■ STATED GOAL:
From the listing below, pull out every line that contains the string "query".

■ DATA PROVIDED:

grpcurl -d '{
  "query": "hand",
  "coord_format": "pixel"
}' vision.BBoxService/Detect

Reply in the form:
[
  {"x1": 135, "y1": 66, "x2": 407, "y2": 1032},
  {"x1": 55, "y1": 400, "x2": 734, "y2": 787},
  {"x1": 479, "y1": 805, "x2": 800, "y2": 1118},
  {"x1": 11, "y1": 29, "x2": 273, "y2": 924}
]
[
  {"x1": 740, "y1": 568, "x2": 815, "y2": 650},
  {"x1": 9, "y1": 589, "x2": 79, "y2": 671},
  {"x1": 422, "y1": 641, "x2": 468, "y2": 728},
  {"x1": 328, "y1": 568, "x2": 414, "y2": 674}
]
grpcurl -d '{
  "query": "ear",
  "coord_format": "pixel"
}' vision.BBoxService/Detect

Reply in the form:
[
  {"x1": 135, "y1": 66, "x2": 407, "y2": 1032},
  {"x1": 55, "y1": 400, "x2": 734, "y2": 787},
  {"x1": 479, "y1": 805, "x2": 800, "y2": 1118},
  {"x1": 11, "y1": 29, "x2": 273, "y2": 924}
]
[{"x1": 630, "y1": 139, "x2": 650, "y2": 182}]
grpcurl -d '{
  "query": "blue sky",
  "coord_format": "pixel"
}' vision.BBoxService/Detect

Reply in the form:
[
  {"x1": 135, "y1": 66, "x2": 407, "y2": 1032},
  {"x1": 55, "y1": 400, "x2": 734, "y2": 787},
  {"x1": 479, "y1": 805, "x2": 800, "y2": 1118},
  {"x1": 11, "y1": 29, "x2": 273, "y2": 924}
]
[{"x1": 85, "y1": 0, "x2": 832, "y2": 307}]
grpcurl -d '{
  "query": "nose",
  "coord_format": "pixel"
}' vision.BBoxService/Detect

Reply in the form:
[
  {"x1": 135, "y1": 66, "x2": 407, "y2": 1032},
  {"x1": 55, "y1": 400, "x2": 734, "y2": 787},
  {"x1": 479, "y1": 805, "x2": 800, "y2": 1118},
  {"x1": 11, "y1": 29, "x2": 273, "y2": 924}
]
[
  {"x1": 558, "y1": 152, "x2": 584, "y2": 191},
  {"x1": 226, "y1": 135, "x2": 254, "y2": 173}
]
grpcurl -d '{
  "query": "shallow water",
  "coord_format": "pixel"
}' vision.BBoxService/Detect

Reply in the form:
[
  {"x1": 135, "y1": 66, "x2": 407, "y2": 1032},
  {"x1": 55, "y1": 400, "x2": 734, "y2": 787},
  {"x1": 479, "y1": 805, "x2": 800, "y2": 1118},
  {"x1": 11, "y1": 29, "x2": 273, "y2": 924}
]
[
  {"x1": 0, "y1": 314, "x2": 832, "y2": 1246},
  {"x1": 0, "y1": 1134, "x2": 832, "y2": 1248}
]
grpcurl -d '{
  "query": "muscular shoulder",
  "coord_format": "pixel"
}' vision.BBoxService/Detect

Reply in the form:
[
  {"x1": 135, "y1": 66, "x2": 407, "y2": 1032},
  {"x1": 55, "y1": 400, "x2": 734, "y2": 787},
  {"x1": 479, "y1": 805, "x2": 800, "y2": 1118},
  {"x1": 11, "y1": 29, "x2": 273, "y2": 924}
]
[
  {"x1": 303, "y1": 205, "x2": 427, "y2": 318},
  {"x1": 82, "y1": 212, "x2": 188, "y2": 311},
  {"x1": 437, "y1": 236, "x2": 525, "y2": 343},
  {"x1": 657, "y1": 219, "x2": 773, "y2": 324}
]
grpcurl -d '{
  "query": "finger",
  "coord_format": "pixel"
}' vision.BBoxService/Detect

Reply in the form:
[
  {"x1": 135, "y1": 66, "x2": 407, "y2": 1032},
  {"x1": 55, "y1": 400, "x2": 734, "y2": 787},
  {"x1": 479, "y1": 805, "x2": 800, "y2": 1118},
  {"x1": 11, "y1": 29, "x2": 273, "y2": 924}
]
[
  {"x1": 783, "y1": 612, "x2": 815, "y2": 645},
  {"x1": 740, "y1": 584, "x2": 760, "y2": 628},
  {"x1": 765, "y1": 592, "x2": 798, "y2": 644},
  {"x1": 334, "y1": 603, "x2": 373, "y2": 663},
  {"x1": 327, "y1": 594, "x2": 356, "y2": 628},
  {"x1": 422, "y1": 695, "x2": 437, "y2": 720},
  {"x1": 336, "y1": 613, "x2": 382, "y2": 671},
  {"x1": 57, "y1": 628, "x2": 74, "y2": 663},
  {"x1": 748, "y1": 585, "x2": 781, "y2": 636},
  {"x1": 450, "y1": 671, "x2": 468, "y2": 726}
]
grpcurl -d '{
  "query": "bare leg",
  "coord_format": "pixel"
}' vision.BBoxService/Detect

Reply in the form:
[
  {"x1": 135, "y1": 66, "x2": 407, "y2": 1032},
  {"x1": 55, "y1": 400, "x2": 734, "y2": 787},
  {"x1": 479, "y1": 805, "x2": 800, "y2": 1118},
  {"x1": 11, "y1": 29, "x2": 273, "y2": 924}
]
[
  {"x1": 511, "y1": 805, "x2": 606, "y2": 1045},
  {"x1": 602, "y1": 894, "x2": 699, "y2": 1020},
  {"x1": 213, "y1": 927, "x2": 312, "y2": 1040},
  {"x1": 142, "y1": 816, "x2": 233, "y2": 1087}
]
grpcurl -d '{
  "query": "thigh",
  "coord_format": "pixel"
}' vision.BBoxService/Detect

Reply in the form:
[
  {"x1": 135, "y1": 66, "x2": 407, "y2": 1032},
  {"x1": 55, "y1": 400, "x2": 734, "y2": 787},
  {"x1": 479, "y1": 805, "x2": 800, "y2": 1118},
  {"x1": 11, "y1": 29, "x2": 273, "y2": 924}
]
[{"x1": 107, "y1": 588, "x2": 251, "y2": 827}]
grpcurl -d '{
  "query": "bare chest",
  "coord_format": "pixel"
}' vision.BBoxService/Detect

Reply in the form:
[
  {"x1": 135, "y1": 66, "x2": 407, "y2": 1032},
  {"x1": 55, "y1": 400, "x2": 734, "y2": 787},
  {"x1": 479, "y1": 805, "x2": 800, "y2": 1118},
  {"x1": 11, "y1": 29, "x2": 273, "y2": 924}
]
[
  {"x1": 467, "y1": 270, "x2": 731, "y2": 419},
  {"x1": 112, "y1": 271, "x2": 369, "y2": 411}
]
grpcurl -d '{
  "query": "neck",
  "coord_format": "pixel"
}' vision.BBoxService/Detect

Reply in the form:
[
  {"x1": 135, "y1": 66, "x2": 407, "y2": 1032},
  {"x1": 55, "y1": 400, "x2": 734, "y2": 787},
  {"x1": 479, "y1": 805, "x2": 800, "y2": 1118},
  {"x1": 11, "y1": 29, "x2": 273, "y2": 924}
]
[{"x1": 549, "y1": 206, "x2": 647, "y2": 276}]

■ FINISHED ANSWER:
  "query": "hand",
  "query": "ear",
  "query": "blue sky",
  "query": "nose",
  "query": "shallow water",
  "query": "muscular shoulder",
  "query": "finger",
  "query": "bare leg",
  "query": "thigh",
  "query": "bare chest",
  "query": "neck",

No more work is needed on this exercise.